# WHAT YOU HAVE TO DO
Give back every line exactly as it appears, pictures excluded.

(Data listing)
►

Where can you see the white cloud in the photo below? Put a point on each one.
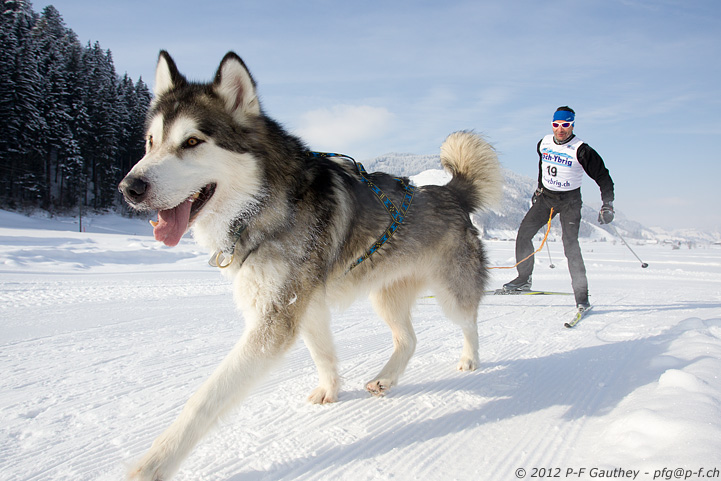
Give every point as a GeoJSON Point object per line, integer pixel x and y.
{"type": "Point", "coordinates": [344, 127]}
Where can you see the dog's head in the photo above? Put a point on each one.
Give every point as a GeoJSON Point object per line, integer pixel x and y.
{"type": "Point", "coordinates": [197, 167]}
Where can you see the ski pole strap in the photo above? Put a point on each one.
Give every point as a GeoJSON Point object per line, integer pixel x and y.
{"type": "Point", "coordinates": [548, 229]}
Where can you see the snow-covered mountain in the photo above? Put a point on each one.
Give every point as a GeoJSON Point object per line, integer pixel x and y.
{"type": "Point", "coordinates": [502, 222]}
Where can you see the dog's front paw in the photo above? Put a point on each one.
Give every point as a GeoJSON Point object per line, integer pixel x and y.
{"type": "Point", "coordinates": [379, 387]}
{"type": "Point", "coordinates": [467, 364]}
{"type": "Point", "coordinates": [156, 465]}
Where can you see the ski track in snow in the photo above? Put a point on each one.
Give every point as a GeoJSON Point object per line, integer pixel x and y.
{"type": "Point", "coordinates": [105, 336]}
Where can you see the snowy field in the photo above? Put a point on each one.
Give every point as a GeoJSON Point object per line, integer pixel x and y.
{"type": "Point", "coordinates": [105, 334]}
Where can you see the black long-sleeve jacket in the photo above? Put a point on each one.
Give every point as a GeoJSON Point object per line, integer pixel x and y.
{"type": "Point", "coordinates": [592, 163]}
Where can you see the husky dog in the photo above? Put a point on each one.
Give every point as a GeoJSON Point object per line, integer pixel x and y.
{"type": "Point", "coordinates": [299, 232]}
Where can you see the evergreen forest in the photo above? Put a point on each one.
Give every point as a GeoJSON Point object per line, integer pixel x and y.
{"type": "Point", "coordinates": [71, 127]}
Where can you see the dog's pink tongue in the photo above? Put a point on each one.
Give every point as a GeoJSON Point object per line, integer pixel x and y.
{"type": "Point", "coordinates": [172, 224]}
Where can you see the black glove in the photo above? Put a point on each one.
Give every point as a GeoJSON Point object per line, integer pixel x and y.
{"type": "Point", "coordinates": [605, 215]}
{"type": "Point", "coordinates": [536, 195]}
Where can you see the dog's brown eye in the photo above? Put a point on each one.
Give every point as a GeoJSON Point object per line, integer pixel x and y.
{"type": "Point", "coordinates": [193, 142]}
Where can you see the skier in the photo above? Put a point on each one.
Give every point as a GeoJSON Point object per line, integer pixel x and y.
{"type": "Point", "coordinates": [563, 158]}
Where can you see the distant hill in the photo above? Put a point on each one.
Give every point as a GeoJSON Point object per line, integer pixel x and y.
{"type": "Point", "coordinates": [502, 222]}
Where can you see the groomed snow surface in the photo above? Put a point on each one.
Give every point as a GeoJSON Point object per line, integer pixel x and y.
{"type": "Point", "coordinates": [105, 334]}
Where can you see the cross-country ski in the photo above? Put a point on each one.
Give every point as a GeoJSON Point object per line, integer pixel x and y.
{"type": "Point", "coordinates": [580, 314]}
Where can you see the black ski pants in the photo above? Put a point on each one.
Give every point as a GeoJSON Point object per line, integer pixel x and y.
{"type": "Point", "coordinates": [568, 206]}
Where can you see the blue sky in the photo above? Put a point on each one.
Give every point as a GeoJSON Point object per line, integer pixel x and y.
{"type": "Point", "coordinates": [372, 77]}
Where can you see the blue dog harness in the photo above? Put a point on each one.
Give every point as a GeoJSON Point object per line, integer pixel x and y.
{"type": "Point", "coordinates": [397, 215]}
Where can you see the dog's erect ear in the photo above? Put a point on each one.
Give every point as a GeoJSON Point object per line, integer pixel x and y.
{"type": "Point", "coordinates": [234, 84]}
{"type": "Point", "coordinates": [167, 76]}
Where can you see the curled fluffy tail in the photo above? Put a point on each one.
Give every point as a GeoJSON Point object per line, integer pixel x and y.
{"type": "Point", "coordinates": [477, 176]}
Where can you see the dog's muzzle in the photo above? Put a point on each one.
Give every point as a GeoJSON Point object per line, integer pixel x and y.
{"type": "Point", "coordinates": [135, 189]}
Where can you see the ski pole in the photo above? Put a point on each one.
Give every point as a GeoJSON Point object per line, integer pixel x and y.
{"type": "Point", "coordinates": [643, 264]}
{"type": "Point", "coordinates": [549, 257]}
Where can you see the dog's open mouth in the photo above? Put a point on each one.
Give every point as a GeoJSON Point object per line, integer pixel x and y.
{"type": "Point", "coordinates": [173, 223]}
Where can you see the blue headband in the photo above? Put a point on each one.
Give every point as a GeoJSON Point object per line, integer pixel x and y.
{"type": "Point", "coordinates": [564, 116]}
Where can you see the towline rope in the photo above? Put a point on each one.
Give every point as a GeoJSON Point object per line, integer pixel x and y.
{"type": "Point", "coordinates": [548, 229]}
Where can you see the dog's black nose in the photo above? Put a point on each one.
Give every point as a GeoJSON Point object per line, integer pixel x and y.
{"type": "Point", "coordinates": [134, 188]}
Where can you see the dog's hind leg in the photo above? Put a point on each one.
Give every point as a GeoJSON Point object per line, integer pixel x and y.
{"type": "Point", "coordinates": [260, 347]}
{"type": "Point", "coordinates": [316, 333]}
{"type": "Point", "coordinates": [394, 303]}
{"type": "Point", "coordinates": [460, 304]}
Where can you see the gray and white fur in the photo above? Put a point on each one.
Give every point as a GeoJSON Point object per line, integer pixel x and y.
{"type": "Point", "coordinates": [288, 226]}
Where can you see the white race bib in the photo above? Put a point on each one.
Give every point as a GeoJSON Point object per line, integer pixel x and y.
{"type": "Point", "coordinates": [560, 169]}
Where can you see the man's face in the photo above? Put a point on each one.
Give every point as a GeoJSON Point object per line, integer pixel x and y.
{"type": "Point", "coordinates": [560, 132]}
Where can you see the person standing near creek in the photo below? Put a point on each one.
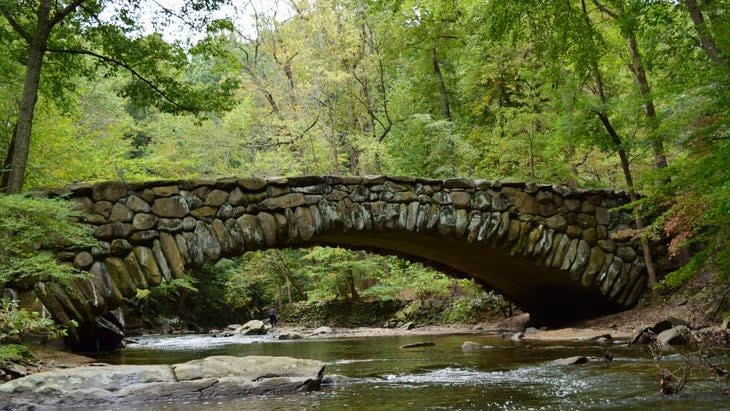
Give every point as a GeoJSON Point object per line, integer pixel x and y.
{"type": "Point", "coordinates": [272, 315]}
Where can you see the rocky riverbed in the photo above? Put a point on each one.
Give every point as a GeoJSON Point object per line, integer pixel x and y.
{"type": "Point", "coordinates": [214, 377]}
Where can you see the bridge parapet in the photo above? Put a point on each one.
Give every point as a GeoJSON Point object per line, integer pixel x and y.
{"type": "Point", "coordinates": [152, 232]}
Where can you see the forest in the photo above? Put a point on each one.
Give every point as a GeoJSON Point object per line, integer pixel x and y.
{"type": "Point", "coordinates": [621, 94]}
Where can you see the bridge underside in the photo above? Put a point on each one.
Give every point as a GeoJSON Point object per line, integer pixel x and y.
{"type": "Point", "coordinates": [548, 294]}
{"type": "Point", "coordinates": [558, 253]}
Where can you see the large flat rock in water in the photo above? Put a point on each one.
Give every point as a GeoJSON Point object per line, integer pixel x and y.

◄

# ANSWER FOR THE TASK
Where can you see the white cloud in the photo below? Put a point on each one.
Give every point as a GeoJSON Point object per line, integer pixel x and y.
{"type": "Point", "coordinates": [344, 127]}
Where can you see the dog's head in the photo above? Put a point on each one.
Give every point as a GeoJSON Point object per line, integer pixel x and y.
{"type": "Point", "coordinates": [197, 167]}
Where can you see the ski pole strap in the photo above? Put a point on each one.
Give every point as a GeoJSON Point object per line, integer pixel x and y.
{"type": "Point", "coordinates": [548, 229]}
Where can you see the snow-covered mountain in the photo above? Put a point on each one.
Give every point as a GeoJSON Point object per line, integer pixel x and y.
{"type": "Point", "coordinates": [502, 222]}
Where can you see the dog's front paw in the photo above? Put a point on each one.
Give every point as a GeoJSON Point object per line, integer pixel x and y.
{"type": "Point", "coordinates": [379, 387]}
{"type": "Point", "coordinates": [467, 364]}
{"type": "Point", "coordinates": [156, 465]}
Where can you see the ski track in snow in the photo above? Put a point on each one.
Give every point as a GeoJSON Point object per line, integer pixel x and y.
{"type": "Point", "coordinates": [105, 336]}
Where can you see the snowy field in the photo above? Put a point on each one.
Give every point as a GeoJSON Point object per line, integer pixel x and y.
{"type": "Point", "coordinates": [105, 334]}
Where can you see the black long-sleeve jacket in the photo above? Put a point on each one.
Give every point as a GeoJSON Point object per line, integer pixel x and y.
{"type": "Point", "coordinates": [592, 163]}
Where can you see the husky dog in the photo above? Put a point on each one.
Give every point as a GeoJSON Point object per line, integer pixel x and y.
{"type": "Point", "coordinates": [299, 232]}
Where can you see the evergreen forest in the photo above? Put a point on each one.
Give every point as a GeoJSON Point object per line, integer pixel x and y.
{"type": "Point", "coordinates": [71, 127]}
Where can you see the dog's pink tongue in the photo above? Put a point on each one.
Give every point as a GeoJSON Point object per line, integer pixel x and y.
{"type": "Point", "coordinates": [172, 224]}
Where can you see the black glove in the photo above? Put a point on each one.
Give every point as a GeoJSON Point object per line, integer pixel x and y.
{"type": "Point", "coordinates": [605, 215]}
{"type": "Point", "coordinates": [536, 195]}
Where can you see the dog's brown eye in the photo above? Put a point on each one.
Give every point as a GeoJSON Point object per line, integer pixel x and y.
{"type": "Point", "coordinates": [193, 142]}
Where can you see the skier in the photo above? Put a point on each one.
Give every point as a GeoJSON Point object per line, integer pixel x and y.
{"type": "Point", "coordinates": [563, 158]}
Where can you see the distant hill in the photo above? Put a point on each one.
Give every point as a GeoJSON Point object per line, integer pixel x and y.
{"type": "Point", "coordinates": [502, 222]}
Where can you see the groomed snow surface in the photo above? Put a point on each one.
Give every point as a GeoJSON Point object per line, integer pixel x and y.
{"type": "Point", "coordinates": [105, 334]}
Where can you see the cross-country ski in the photo above? Put a point on each one.
Give every point as a GeoJSON Point object per line, integer pixel x and y.
{"type": "Point", "coordinates": [580, 314]}
Where can you see the black ski pants in the photo above? Put a point on each one.
Give every point as a GeoJSON Point object per line, integer pixel x and y.
{"type": "Point", "coordinates": [568, 206]}
Where can you see the blue sky in the photo above? Put a point on each one.
Give every point as a GeoJSON Point object per line, integer pixel x and y.
{"type": "Point", "coordinates": [372, 77]}
Where can you see the blue dog harness in the photo above? Put a point on each one.
Give every point as a GeoJSON Point object per line, integer pixel x and y.
{"type": "Point", "coordinates": [397, 215]}
Where can you see the dog's erect ear in the photo above? Put a point on each one.
Give every point as a GeoJSON Point object per line, integer pixel x and y.
{"type": "Point", "coordinates": [234, 84]}
{"type": "Point", "coordinates": [167, 76]}
Where can you see the curled fluffy tail in the photo above? Put a point on each one.
Give every point as a GeoJSON Point object per line, integer pixel x and y.
{"type": "Point", "coordinates": [477, 176]}
Where can you see the dog's muzzle in the photo above? Put a point on each one.
Give every point as a GeoJSON Point object per line, integer pixel x and y.
{"type": "Point", "coordinates": [135, 189]}
Where can you see the ski pole in the photo above? Put a point on each one.
Give every point as a GeoJSON Point object per line, integer pixel x and y.
{"type": "Point", "coordinates": [643, 264]}
{"type": "Point", "coordinates": [549, 257]}
Where can you see the dog's open mouth in the photo above? Put a point on each one.
Give every point as a GeoJSON Point object per line, integer pixel x and y.
{"type": "Point", "coordinates": [173, 223]}
Where can you see the blue headband in the photo above? Put a point on each one.
Give every point as a GeoJSON Point object per line, integer pixel x and y.
{"type": "Point", "coordinates": [564, 116]}
Where can you see the towline rope in the photo above? Put a point on each one.
Give every point as a GeoJSON Point object per line, integer pixel x and y.
{"type": "Point", "coordinates": [548, 229]}
Where can you see the dog's black nose in the photo above? Put a point on each one.
Give every point as a GeoJSON Point object per line, integer pixel x and y.
{"type": "Point", "coordinates": [134, 188]}
Where can you see the dog's hind leg in the photo above? Put a point on each one.
Give every point as a GeoJSON Point object per line, integer pixel x and y.
{"type": "Point", "coordinates": [260, 347]}
{"type": "Point", "coordinates": [316, 333]}
{"type": "Point", "coordinates": [394, 303]}
{"type": "Point", "coordinates": [460, 304]}
Where can you see the gray and white fur in the photo above? Put a point on each one.
Give every point as a GeoJSON Point object per line, integer pixel x and y.
{"type": "Point", "coordinates": [288, 226]}
Where can you see the white race bib in the photo above? Put a point on each one.
Give every point as a GeoJSON Point object per line, integer pixel x and y.
{"type": "Point", "coordinates": [560, 169]}
Where can you see the man's face in the photo above? Put a point on each one.
Give every point as a GeoJSON Point object per line, integer pixel x and y.
{"type": "Point", "coordinates": [560, 132]}
Where can you see the person standing near creek in the photo below? Put a point on each one.
Give every point as a GeoJSON Point object per line, integer pixel x and y.
{"type": "Point", "coordinates": [272, 315]}
Where can you see the rocky riverbed in the photo above? Put a point on each one.
Give every point as a GeoJSON Point object per line, integer pixel x and y.
{"type": "Point", "coordinates": [214, 377]}
Where can you see the bridge parapet in the photo above? Put a point on each one.
Give every point as a GeoJSON Point object per line, integer pixel x and y.
{"type": "Point", "coordinates": [152, 232]}
Where can you see the forest in the photo above? Put a point on each one.
Give every point as a GeoJSON Point object per line, integer pixel x and y.
{"type": "Point", "coordinates": [621, 94]}
Where can you see the bridge underside in the photo above? Put a point on each one.
Give every point as a GeoJSON Point object per line, integer pixel x and y.
{"type": "Point", "coordinates": [548, 294]}
{"type": "Point", "coordinates": [558, 253]}
Where can you see the large flat rock in water in the photo above? Put a point on each one.
Give every point as a GeoJSON Point object per line, integer pixel x and y.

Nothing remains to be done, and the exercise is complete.